EXERCISE> Read the data and repeat all of it exactly.
--- begin GIVEN RECORDS ---
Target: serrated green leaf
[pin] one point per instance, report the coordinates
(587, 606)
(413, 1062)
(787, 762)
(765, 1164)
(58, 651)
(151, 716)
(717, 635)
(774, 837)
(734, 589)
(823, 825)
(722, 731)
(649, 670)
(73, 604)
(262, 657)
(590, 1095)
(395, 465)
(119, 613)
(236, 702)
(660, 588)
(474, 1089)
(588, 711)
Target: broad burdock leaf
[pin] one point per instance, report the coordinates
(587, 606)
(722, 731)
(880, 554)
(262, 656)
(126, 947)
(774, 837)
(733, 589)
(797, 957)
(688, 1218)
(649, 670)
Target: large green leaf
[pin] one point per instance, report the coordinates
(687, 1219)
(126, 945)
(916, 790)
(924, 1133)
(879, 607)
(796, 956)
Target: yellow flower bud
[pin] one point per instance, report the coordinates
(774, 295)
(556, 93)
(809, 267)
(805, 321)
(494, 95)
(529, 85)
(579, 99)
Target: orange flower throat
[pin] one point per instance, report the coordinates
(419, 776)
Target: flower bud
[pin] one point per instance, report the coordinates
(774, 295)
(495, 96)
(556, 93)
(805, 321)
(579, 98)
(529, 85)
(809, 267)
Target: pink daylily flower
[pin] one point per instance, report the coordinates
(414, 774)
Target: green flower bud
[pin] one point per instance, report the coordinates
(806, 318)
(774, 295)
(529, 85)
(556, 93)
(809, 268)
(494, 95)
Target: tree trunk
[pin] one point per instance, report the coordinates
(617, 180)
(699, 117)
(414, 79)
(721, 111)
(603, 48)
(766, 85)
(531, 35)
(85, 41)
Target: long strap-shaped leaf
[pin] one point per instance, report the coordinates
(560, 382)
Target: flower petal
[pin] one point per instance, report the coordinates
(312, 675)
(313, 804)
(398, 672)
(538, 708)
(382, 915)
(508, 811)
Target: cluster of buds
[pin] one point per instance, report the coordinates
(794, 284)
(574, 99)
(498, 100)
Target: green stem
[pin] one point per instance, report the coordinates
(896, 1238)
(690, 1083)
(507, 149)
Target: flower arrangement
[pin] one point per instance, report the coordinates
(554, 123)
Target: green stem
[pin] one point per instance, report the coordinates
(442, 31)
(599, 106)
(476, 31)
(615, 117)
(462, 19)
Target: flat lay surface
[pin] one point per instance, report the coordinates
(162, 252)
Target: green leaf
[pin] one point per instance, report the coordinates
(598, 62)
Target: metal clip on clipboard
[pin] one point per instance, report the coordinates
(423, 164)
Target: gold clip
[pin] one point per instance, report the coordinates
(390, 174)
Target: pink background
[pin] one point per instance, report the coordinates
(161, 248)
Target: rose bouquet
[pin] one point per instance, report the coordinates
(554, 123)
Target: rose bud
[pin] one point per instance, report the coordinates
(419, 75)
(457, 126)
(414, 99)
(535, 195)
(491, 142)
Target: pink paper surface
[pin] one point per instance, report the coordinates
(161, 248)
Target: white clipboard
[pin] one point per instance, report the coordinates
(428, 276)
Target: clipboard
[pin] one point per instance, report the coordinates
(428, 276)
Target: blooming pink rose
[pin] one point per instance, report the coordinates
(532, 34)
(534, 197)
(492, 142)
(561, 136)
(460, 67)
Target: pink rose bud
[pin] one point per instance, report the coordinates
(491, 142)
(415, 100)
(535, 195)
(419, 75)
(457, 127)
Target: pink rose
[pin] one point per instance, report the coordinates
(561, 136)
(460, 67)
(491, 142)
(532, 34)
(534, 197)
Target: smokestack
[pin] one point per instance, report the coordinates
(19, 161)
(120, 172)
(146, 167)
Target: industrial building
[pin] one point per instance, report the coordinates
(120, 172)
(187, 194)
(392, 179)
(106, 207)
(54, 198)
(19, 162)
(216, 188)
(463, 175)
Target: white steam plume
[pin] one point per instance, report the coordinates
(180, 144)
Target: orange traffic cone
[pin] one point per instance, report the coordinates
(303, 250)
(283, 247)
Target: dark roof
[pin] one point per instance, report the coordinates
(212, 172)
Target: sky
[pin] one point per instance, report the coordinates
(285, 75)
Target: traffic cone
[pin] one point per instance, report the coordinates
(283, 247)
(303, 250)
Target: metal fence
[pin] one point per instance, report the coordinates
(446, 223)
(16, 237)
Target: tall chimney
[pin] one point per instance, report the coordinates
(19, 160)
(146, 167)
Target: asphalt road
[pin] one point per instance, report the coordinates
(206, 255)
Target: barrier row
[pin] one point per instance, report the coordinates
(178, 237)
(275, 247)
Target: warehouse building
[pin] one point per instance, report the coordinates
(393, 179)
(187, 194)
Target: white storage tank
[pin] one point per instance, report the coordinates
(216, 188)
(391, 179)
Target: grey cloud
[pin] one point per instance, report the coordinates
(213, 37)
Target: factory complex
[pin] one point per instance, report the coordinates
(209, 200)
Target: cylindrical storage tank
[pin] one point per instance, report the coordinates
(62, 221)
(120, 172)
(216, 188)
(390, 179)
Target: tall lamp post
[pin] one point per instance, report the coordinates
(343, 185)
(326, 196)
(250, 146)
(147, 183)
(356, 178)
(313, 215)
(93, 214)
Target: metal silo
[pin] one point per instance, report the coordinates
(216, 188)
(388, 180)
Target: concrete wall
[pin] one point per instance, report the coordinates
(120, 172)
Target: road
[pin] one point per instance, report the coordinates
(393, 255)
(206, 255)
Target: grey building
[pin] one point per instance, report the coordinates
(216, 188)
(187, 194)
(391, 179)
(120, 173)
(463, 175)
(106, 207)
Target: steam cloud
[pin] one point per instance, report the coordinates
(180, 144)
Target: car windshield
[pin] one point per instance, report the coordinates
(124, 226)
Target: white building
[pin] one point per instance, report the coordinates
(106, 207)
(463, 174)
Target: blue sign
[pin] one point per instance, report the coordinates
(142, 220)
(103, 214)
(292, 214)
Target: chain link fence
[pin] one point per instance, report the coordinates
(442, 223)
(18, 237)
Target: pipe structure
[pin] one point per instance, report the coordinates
--- end GIVEN RECORDS ---
EXERCISE SOLUTION>
Target: serrated green leaf
[pin] one point per instance, report the coordinates
(587, 606)
(413, 1062)
(787, 762)
(765, 1164)
(58, 651)
(151, 716)
(717, 635)
(774, 837)
(734, 589)
(823, 825)
(722, 731)
(649, 670)
(73, 604)
(262, 657)
(590, 1095)
(395, 465)
(119, 613)
(236, 702)
(660, 588)
(474, 1089)
(588, 711)
Target: broad burdock leaf
[pin] one point per instance, report the coordinates
(587, 606)
(722, 731)
(880, 554)
(262, 656)
(126, 947)
(774, 837)
(733, 589)
(797, 957)
(688, 1218)
(649, 670)
Target: large green leaf
[pin] one point per instance, report the coordinates
(687, 1219)
(126, 945)
(916, 790)
(924, 1133)
(879, 607)
(796, 956)
Target: yellow flower bud
[pin] one point per instance, report the coordinates
(774, 295)
(556, 93)
(809, 267)
(805, 321)
(494, 95)
(529, 85)
(579, 99)
Target: orange flower throat
[pin] one point per instance, report the coordinates
(419, 776)
Target: flower bud
[pin] one point per instance, report the coordinates
(774, 295)
(495, 96)
(556, 93)
(805, 321)
(579, 98)
(529, 85)
(809, 267)
Target: pink daylily flower
[pin] one point per instance, report the coordinates
(414, 774)
Target: green flower bud
[pin] one point per instance, report the coordinates
(806, 318)
(774, 295)
(529, 85)
(556, 93)
(809, 268)
(494, 95)
Target: tree trunk
[pin] one point per instance, report the coordinates
(617, 180)
(699, 117)
(414, 79)
(721, 111)
(603, 48)
(766, 85)
(531, 35)
(85, 41)
Target: long strap-shaped leaf
[pin] one point per instance, report the coordinates
(560, 382)
Target: flower petal
[pin] one point per instance, report the coordinates
(312, 675)
(313, 804)
(398, 672)
(538, 708)
(382, 915)
(508, 811)
Target: cluster of buds
[pin] one point per instance, report the coordinates
(794, 284)
(574, 99)
(498, 100)
Target: green stem
[pin] one point per instance, report the coordinates
(896, 1238)
(690, 1083)
(507, 149)
Target: flower arrangement
[pin] one point per instance, report the coordinates
(554, 123)
Target: green stem
[pin] one point per instance, report the coordinates
(442, 31)
(599, 106)
(476, 31)
(615, 117)
(462, 19)
Target: flat lay surface
[pin] one point per instance, report the coordinates
(162, 252)
Target: green leaf
[pin] one point per instance, report the coordinates
(598, 62)
Target: metal clip on clipboard
[pin] one point per instance, report the coordinates
(423, 164)
Target: gold clip
[pin] one point per instance, report the coordinates
(390, 174)
Target: pink background
[pin] one point per instance, report the coordinates
(161, 248)
Target: rose bouquet
[pin] one point per instance, report the coordinates
(554, 123)
Target: rose bud
[pin] one point per instance, report the coordinates
(419, 75)
(457, 126)
(414, 99)
(535, 195)
(491, 142)
Target: pink paper surface
[pin] one point per instance, report the coordinates
(161, 248)
Target: white clipboard
[pin] one point per instance, report the coordinates
(428, 276)
Target: clipboard
[pin] one point per instance, report the coordinates
(428, 276)
Target: blooming pink rose
[pin] one point per instance, report the coordinates
(532, 34)
(534, 197)
(492, 142)
(561, 136)
(460, 67)
Target: pink rose bud
[pin] one point per instance, report the coordinates
(491, 142)
(415, 100)
(535, 195)
(419, 75)
(457, 127)
Target: pink rose
[pin] one point per instance, report the coordinates
(561, 136)
(460, 67)
(491, 142)
(532, 34)
(534, 197)
Target: smokestack
[pin] one point per instance, report the coordinates
(19, 161)
(120, 172)
(146, 167)
Target: industrial building
[pin] one point per instance, report the coordinates
(120, 172)
(187, 194)
(392, 179)
(106, 207)
(54, 198)
(19, 162)
(216, 188)
(463, 175)
Target: white steam plume
[pin] one point per instance, report the coordinates
(180, 144)
Target: orange traffic cone
[pin] one point per instance, report the coordinates
(303, 250)
(283, 247)
Target: dark roof
[pin] one point per instance, report the coordinates
(212, 172)
Target: sky
[pin] one point per instance, report the coordinates
(285, 75)
Target: traffic cone
[pin] one point per instance, report the coordinates
(283, 247)
(303, 250)
Target: metal fence
[pin] one point per instance, report the coordinates
(446, 223)
(16, 237)
Target: tall chimney
[pin] one point per instance, report the coordinates
(19, 160)
(146, 167)
Target: asphalt road
[pin] one point per instance, report the coordinates
(206, 255)
Target: barrier row
[pin] one point per instance, report the coordinates
(178, 237)
(275, 247)
Target: warehouse building
[pin] one point per instance, report the coordinates
(393, 179)
(187, 194)
Target: white storage tank
[pin] one point per instance, report the coordinates
(216, 188)
(391, 179)
Target: grey cloud
[pin] one point per instance, report the coordinates
(213, 37)
Target: factory complex
[pin] one point per instance, report the coordinates
(209, 200)
Target: cylindrical storage tank
[pin] one point per instance, report the coordinates
(62, 221)
(120, 172)
(216, 188)
(390, 179)
Target: tall lamp post
[pin] one point per instance, report the coordinates
(343, 185)
(326, 196)
(250, 146)
(147, 183)
(356, 178)
(313, 215)
(93, 214)
Target: metal silo
[pin] one point per instance, report the coordinates
(216, 188)
(388, 180)
Target: concrete wall
[pin] one point per instance, report the coordinates
(120, 172)
Target: road
[pin] one point per instance, report the coordinates
(393, 255)
(206, 255)
Target: grey building
[pin] one point per instance, report the coordinates
(216, 188)
(187, 194)
(391, 179)
(120, 173)
(463, 175)
(106, 207)
Target: steam cloud
[pin] one point per instance, report the coordinates
(180, 144)
Target: car windshield
[pin] one point per instance, report the coordinates
(124, 226)
Target: white building
[pin] one point per instance, report the coordinates
(106, 207)
(463, 174)
Target: blue sign
[pin] one point per instance, report the coordinates
(142, 220)
(103, 214)
(292, 214)
Target: chain link fence
[pin] one point per instance, report the coordinates
(442, 223)
(18, 237)
Target: pipe structure
[pin] one point per instance, report the coordinates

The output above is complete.